* **Extract to read**:
Factors associated with SARS-CoV-2 test positivity in long-term care homes: a population-based cohort analysis using machine learning
Lee DS, Wang CX, McAlister FA, Ma S, Chu A, Rochon PA, Kaul P, Austin PC, Wang X, Kalmady SV, Udell JA, Schull MJ, Rubin BB, Wang B. Lancet Reg Health Am. 2022; 6:100146. Epub 2022 Jan 17. DOI: https://doi.org/10.1016/j.lana.2021.100146
Background — SARS-Cov-2 infection rates are high among residents of long-term care (LTC) homes. We used machine learning to identify resident and community characteristics predictive of SARS-Cov-2 infection.
Methods — We linked 26 population-based health and administrative databases to identify the population of all LTC residents tested for SARS-Cov-2 infection in Ontario, Canada. Using ensemble-based algorithms, we examined 484 factors, including individual-level demographics, healthcare use, comorbidities, functional status, and laboratory results; and community-level characteristics to identify factors predictive of infection. Analyses were performed separately for January to April (early wave 1) and May to August (late wave 1).

* **Referring expression data**:

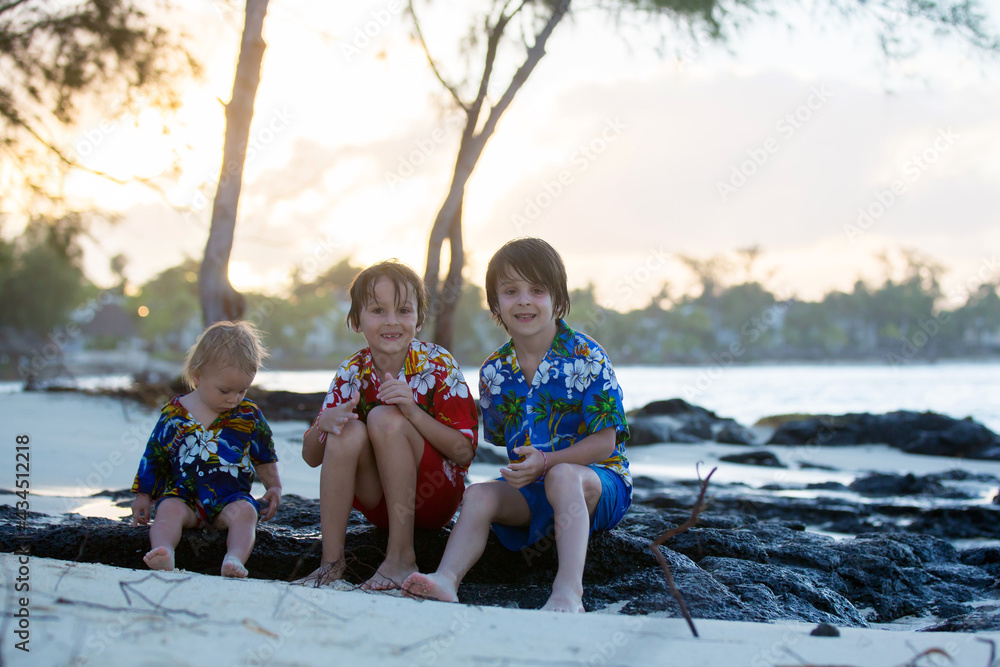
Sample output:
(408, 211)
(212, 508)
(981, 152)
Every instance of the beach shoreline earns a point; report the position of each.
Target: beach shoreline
(88, 614)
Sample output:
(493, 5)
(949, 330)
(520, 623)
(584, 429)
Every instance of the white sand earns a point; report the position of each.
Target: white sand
(84, 614)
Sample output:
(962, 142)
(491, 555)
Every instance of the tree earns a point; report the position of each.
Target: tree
(527, 25)
(41, 279)
(219, 301)
(63, 58)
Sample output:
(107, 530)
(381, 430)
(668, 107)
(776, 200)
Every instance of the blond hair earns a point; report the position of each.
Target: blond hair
(238, 344)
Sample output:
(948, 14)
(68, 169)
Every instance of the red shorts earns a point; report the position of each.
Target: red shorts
(438, 495)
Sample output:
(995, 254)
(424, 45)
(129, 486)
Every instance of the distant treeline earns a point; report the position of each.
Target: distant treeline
(45, 297)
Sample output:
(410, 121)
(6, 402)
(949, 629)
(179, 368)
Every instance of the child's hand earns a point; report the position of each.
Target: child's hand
(272, 498)
(396, 391)
(527, 471)
(140, 509)
(333, 419)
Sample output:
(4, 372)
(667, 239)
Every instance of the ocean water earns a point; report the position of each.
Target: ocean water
(748, 393)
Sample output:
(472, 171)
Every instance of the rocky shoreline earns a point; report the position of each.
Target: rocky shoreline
(756, 554)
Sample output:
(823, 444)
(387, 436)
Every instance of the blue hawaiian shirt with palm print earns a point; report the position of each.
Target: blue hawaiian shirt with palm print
(574, 393)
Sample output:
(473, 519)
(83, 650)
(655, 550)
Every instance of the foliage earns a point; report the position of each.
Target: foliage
(41, 279)
(172, 311)
(62, 59)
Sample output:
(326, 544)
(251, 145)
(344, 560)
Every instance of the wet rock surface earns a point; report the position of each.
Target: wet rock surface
(676, 420)
(734, 565)
(914, 432)
(873, 550)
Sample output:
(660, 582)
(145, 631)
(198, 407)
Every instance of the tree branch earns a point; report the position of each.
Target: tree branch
(654, 546)
(535, 54)
(451, 89)
(73, 164)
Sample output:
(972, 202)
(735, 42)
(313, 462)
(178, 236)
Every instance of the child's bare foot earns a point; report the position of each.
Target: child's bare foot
(388, 577)
(563, 600)
(326, 573)
(160, 558)
(232, 567)
(430, 587)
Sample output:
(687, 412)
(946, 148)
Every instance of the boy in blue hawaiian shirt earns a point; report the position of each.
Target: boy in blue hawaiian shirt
(550, 396)
(205, 450)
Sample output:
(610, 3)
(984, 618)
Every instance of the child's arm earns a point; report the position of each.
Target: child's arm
(331, 420)
(592, 449)
(268, 473)
(450, 442)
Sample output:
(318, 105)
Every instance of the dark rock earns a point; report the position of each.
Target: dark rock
(959, 522)
(678, 421)
(816, 466)
(825, 630)
(647, 432)
(674, 407)
(733, 565)
(879, 484)
(699, 543)
(959, 475)
(827, 486)
(987, 558)
(758, 458)
(735, 434)
(981, 620)
(920, 433)
(808, 601)
(287, 405)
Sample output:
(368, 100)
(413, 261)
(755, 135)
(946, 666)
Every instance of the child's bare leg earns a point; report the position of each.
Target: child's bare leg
(398, 448)
(172, 517)
(239, 518)
(348, 469)
(573, 490)
(483, 504)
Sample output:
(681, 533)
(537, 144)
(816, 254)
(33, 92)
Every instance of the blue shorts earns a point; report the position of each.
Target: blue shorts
(208, 512)
(616, 498)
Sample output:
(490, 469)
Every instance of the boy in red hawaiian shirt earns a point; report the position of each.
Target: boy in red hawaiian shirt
(397, 431)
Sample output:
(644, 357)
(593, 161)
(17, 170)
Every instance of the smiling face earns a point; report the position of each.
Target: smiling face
(525, 308)
(221, 388)
(388, 320)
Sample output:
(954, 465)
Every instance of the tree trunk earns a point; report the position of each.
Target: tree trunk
(448, 223)
(452, 289)
(219, 301)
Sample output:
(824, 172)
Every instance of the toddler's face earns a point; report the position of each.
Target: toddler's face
(387, 325)
(222, 388)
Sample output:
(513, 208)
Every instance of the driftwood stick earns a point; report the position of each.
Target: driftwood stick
(655, 545)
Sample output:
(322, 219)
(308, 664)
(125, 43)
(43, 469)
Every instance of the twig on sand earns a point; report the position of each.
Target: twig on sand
(655, 545)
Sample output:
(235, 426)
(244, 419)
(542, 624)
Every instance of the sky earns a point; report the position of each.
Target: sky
(632, 144)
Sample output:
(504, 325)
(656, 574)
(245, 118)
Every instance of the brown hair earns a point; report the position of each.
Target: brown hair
(237, 344)
(534, 260)
(403, 278)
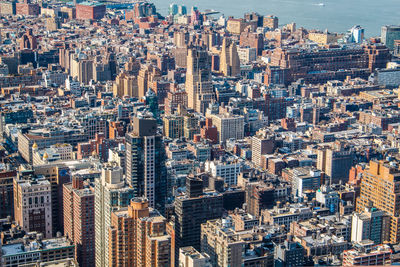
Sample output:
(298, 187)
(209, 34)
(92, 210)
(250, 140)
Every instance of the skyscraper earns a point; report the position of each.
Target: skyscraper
(389, 34)
(145, 162)
(198, 80)
(380, 188)
(229, 59)
(111, 193)
(32, 205)
(79, 219)
(336, 163)
(138, 236)
(372, 224)
(192, 210)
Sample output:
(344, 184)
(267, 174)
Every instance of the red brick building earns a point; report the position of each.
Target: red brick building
(27, 9)
(78, 203)
(86, 10)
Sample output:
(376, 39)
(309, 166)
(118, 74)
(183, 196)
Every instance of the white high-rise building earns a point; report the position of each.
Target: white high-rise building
(111, 193)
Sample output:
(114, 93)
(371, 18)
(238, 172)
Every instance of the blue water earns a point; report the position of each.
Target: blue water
(336, 15)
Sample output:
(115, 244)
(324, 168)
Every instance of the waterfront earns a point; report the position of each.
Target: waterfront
(334, 15)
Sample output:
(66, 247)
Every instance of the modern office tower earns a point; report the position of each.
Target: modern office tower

* **What the task asks**: Can you pick up the study abstract on SARS-CoV-2 test positivity in long-term care homes right after its last sentence and carry it on?

* **Answer area**:
Findings — Among 80,784 LTC residents, 64,757 (80.2%) were tested for SARS-Cov-2 (median age 86 (78–91) years, 30.6% male), of whom 10.2% of 33,519 and 5.2% of 31,238 tested positive in early and late wave 1, respectively. In the late phase (when restriction of visitors, closure of communal spaces, and universal masking in LTC were routine), regional-level characteristics comprised 33 of the top 50 factors associated with testing positive, while laboratory values and comorbidities were also predictive. The c-index of the final model was 0.934, and sensitivity was 0.887. In the highest versus lowest risk quartiles, the odds ratio for infection was 114.3 (95% CI 38.6–557.3). LTC-related geographic variations existed in the distribution of observed infection rates and the proportion of residents at highest risk.
Interpretation — Machine learning informed evaluation of predicted and observed risks of SARS-CoV-2 infection at the resident and LTC levels, and may inform initiatives to improve care quality in this setting.